START DOCUMENT TEXT
That is a deception we get into because we have two parts of speech in our grammar: we have nouns and verbs. And verbs are supposed to describe the activities of nouns. And this is simply a convention of speech. You could have a language with only verbs in it; you don’t need any nouns. Or you could also have a language with nouns only and no verbs, and it would perfectly adequately describe what’s going on in the world. So if you were used to speaking with a language that had one part of speech, you could say just as much as we can with two and be a lot clearer—only: at first it would sound awkward, but you’d soon get used to it. And then, when you got used to it, it would be a matter of common sense that the patterning of the world is not some kind of stuff that’s patterning; you don’t have to seek for a substance underlying the whole thing, it’s just patterning! And we’re all that.

31:58

And so, in this way, there is—to a person who really wakes up—you very soon realize that your existence is not something that is just the hopeless little creature that’s suddenly confronted with a great big external world that goes GAAAH! at it—you know?—and eats him up. Every tiniest little thing that comes into being—every minute little fruit fly or gnat or bacterium—I will go so far as to say is an event upon which this whole cosmos depends. Because this thing goes both ways: it’s not only that every little organism which exists depends on its total environment. The reverse is also true: that the total environment depends on each and every one of those little organisms. So that you could say this universe consists of an arrangement of pattern in which every event is essential to the whole thing.
END DOCUMENT TEXT
• REQUIRED ACTIONS
A – Answer these from the excerpt on language and patterning:
(i) What two parts of speech does the excerpt say our grammar has?
(ii) What are verbs supposed to describe?
(iii) Which three small living things does the excerpt name as events on which the whole cosmos depends?
B – Quote the excerpt on language and patterning between "And so, in this" and "the whole thing.", inclusive.
START EXERCISE DATA
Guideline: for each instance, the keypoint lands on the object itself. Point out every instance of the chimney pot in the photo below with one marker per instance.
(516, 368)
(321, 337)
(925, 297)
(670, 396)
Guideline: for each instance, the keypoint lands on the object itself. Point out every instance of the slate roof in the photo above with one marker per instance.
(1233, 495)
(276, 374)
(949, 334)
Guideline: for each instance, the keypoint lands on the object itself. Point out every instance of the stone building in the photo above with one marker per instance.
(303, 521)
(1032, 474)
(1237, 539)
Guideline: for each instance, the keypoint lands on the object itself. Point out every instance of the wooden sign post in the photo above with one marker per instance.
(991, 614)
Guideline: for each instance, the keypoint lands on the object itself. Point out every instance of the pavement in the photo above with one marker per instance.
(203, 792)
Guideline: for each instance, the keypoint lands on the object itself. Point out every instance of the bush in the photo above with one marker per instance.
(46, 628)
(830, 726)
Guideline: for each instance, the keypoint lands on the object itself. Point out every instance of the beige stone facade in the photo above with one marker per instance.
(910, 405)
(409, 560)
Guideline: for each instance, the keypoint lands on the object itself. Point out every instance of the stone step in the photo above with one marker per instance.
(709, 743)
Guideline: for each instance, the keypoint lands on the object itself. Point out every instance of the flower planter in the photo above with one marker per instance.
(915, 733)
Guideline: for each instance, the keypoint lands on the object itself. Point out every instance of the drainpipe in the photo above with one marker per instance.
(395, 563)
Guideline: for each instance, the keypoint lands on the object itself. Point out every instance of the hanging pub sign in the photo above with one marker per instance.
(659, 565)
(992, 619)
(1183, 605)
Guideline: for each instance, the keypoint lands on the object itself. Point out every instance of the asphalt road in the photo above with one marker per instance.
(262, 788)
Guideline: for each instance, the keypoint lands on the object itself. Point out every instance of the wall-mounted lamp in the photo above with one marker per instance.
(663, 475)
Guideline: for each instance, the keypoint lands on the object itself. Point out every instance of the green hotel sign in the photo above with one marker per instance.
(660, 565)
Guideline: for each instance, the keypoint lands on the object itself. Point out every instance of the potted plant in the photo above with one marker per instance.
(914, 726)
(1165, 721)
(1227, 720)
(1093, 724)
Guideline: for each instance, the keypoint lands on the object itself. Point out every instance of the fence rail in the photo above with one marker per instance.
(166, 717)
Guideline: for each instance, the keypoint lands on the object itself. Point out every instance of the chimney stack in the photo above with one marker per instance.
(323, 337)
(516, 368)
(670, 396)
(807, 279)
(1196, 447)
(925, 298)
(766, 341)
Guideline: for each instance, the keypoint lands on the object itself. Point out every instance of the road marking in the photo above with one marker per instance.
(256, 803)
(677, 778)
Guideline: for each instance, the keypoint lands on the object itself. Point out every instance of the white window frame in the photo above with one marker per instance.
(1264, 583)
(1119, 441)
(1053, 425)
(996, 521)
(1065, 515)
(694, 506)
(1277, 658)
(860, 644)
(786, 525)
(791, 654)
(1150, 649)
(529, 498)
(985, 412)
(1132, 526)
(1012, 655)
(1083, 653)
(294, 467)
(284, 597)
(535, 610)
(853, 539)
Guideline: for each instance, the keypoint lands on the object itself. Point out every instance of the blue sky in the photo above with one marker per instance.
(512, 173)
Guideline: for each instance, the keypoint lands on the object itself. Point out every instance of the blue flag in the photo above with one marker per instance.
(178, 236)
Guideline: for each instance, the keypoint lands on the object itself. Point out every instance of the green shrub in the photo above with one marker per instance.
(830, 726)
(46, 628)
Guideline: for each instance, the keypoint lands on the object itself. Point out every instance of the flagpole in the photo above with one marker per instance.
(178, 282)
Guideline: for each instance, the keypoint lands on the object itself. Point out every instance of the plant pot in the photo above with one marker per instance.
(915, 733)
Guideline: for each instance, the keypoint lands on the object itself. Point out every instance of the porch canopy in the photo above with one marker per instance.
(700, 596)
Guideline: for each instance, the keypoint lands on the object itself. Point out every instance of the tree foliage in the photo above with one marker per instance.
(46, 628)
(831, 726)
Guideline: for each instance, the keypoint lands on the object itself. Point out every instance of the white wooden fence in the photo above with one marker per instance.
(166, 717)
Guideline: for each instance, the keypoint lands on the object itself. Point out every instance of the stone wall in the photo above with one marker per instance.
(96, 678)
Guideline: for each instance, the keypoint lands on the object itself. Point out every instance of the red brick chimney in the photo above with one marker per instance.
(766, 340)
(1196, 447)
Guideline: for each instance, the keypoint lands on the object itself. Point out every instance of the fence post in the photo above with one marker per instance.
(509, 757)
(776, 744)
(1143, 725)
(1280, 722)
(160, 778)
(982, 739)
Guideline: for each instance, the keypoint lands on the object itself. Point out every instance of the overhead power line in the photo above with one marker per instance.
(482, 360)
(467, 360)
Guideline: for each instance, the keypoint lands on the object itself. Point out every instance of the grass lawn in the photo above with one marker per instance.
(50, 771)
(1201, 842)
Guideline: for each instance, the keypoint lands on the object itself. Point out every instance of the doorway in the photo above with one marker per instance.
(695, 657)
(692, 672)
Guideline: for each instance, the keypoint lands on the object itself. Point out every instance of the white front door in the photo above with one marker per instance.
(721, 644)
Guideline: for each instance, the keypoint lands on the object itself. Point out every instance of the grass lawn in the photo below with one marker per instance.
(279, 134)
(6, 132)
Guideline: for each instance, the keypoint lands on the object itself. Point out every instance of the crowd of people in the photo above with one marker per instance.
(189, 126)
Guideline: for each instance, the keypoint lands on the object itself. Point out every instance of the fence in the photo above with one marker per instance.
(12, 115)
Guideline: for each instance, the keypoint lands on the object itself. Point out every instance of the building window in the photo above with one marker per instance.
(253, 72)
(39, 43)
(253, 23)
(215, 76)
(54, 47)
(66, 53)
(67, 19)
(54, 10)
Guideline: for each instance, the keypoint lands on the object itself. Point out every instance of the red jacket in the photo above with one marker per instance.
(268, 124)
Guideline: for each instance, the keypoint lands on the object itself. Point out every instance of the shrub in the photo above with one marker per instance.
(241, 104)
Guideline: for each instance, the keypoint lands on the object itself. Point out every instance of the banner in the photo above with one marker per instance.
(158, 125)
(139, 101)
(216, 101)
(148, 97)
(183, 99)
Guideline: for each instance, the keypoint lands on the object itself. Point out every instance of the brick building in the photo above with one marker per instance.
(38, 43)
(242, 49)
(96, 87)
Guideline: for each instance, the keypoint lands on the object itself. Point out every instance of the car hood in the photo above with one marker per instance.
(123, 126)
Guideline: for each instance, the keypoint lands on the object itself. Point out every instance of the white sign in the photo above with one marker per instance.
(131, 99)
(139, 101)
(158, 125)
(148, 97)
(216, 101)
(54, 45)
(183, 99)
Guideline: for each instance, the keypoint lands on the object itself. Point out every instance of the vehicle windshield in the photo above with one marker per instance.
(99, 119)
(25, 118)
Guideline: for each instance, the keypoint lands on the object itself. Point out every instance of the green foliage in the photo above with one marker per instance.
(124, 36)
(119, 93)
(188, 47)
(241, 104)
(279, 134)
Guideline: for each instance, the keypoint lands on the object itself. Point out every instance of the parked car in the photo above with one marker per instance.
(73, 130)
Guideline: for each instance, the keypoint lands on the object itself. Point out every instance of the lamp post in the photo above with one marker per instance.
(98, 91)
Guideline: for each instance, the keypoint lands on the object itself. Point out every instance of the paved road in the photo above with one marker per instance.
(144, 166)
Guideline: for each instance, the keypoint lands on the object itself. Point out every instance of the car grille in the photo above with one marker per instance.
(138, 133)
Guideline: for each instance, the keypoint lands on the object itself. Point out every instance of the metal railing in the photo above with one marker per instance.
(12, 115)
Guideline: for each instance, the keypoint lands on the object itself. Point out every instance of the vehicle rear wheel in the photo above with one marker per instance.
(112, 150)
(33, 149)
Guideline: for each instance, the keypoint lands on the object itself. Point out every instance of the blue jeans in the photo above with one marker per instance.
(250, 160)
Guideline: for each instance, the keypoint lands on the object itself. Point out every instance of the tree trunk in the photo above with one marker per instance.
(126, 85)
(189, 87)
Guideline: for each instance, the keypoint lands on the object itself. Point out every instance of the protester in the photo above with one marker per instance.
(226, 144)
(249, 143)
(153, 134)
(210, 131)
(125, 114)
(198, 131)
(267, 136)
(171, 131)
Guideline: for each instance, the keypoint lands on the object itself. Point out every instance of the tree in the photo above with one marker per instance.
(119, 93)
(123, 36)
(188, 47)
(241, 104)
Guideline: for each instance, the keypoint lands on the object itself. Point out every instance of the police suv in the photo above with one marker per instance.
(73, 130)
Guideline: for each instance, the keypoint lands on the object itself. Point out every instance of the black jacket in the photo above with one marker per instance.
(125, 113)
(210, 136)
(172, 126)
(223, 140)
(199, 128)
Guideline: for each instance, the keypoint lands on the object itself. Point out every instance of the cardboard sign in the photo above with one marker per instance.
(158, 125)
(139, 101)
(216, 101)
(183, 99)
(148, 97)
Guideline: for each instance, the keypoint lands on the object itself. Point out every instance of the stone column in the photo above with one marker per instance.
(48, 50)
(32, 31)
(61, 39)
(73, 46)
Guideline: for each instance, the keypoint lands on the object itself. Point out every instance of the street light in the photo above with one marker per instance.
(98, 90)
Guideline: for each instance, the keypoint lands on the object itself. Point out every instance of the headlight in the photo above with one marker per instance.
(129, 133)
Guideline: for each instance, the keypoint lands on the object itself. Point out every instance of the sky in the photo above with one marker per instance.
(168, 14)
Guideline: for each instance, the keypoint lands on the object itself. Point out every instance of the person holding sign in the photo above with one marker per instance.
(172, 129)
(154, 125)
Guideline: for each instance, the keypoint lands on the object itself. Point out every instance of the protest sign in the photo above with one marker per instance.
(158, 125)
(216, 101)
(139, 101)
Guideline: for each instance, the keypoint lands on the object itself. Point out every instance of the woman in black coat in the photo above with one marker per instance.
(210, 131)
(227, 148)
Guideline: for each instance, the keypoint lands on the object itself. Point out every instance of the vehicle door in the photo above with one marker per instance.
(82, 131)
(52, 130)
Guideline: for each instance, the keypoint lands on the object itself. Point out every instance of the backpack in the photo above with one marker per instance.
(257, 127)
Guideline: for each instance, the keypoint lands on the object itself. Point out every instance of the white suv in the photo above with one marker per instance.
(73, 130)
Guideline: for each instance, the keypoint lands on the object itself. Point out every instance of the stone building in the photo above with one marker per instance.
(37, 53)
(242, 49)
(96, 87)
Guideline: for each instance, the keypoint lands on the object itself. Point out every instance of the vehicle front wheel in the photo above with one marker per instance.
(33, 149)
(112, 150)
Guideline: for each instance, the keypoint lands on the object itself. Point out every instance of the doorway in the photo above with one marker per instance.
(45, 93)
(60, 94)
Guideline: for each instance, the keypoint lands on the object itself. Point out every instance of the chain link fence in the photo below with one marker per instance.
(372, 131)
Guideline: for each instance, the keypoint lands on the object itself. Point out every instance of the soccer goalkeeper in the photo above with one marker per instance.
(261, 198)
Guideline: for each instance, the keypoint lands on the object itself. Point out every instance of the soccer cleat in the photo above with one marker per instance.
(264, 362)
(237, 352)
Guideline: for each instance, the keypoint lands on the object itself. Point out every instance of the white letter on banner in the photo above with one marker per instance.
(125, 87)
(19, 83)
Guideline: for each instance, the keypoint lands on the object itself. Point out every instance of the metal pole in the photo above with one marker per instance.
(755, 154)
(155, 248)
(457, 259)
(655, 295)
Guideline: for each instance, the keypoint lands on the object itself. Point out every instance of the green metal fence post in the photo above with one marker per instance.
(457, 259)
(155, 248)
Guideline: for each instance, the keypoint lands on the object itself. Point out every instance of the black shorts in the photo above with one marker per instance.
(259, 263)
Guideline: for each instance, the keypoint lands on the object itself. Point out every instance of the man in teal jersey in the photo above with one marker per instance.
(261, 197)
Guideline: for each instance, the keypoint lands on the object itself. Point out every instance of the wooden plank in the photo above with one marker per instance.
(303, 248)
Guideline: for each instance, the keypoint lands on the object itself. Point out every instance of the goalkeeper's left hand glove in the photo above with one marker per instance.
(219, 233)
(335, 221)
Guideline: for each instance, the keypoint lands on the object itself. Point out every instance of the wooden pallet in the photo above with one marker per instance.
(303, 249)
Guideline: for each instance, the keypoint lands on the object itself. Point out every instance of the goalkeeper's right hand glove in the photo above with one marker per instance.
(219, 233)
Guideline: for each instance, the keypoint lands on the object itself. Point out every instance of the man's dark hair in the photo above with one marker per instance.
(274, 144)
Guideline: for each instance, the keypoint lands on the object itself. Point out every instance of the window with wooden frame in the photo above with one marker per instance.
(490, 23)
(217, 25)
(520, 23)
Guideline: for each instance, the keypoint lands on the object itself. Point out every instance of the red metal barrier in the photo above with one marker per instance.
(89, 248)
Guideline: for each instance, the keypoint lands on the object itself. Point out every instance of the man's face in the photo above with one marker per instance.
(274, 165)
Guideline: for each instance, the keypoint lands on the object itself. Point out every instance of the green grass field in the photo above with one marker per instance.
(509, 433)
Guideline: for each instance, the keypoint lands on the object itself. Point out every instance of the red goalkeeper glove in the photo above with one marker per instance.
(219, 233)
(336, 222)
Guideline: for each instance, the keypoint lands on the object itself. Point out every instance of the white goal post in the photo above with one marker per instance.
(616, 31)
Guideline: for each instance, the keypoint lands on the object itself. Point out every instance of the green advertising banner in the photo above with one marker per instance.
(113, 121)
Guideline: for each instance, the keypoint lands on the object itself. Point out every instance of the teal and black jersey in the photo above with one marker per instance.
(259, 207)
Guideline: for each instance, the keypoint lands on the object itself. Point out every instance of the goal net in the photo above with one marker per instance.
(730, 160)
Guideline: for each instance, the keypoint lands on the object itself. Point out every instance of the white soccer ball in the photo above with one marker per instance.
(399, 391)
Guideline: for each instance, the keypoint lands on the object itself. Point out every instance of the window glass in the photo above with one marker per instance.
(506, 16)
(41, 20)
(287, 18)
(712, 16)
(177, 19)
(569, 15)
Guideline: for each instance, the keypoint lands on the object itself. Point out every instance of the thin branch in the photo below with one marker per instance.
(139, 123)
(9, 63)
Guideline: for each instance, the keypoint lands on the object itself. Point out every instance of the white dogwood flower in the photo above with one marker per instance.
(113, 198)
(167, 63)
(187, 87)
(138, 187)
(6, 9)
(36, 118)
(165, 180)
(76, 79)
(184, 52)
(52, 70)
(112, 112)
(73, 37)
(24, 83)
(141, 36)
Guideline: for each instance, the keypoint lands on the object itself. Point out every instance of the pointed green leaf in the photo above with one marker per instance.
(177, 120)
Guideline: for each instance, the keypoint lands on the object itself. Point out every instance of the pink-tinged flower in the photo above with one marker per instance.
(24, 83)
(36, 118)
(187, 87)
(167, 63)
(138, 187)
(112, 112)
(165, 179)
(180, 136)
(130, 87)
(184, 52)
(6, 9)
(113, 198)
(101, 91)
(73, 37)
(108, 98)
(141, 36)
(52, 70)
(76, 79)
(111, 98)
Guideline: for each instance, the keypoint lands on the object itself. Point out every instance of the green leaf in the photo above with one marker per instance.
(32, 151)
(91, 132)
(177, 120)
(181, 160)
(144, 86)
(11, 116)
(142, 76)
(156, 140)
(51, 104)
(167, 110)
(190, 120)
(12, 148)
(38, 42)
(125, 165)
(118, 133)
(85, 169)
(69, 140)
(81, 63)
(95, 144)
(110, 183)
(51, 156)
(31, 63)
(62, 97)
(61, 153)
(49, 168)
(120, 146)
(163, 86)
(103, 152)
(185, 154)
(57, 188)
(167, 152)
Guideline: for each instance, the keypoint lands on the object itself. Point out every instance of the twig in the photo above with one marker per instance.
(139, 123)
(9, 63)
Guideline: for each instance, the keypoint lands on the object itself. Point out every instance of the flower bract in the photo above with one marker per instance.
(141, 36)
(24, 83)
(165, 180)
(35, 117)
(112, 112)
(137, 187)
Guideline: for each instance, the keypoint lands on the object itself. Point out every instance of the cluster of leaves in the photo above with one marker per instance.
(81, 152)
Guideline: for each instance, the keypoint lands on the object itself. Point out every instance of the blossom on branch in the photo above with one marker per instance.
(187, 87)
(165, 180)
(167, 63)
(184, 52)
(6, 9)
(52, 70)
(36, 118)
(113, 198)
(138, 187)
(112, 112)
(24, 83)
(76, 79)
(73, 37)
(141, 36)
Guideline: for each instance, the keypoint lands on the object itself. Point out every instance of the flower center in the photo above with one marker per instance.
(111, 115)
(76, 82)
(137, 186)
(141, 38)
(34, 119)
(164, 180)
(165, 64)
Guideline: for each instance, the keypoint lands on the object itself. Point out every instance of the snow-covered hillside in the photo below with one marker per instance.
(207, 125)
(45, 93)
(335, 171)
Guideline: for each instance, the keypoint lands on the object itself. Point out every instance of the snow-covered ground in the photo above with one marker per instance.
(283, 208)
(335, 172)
END EXERCISE DATA
• EXPECTED OUTPUTS
A –
(i) Nouns and verbs.
(ii) The activities of nouns.
(iii) A fruit fly, a gnat, and a bacterium.

B –
And so, in this way, there is—to a person who really wakes up—you very soon realize that your existence is not something that is just the hopeless little creature that’s suddenly confronted with a great big external world that goes GAAAH! at it—you know?—and eats him up. Every tiniest little thing that comes into being—every minute little fruit fly or gnat or bacterium—I will go so far as to say is an event upon which this whole cosmos depends. Because this thing goes both ways: it’s not only that every little organism which exists depends on its total environment. The reverse is also true: that the total environment depends on each and every one of those little organisms. So that you could say this universe consists of an arrangement of pattern in which every event is essential to the whole thing.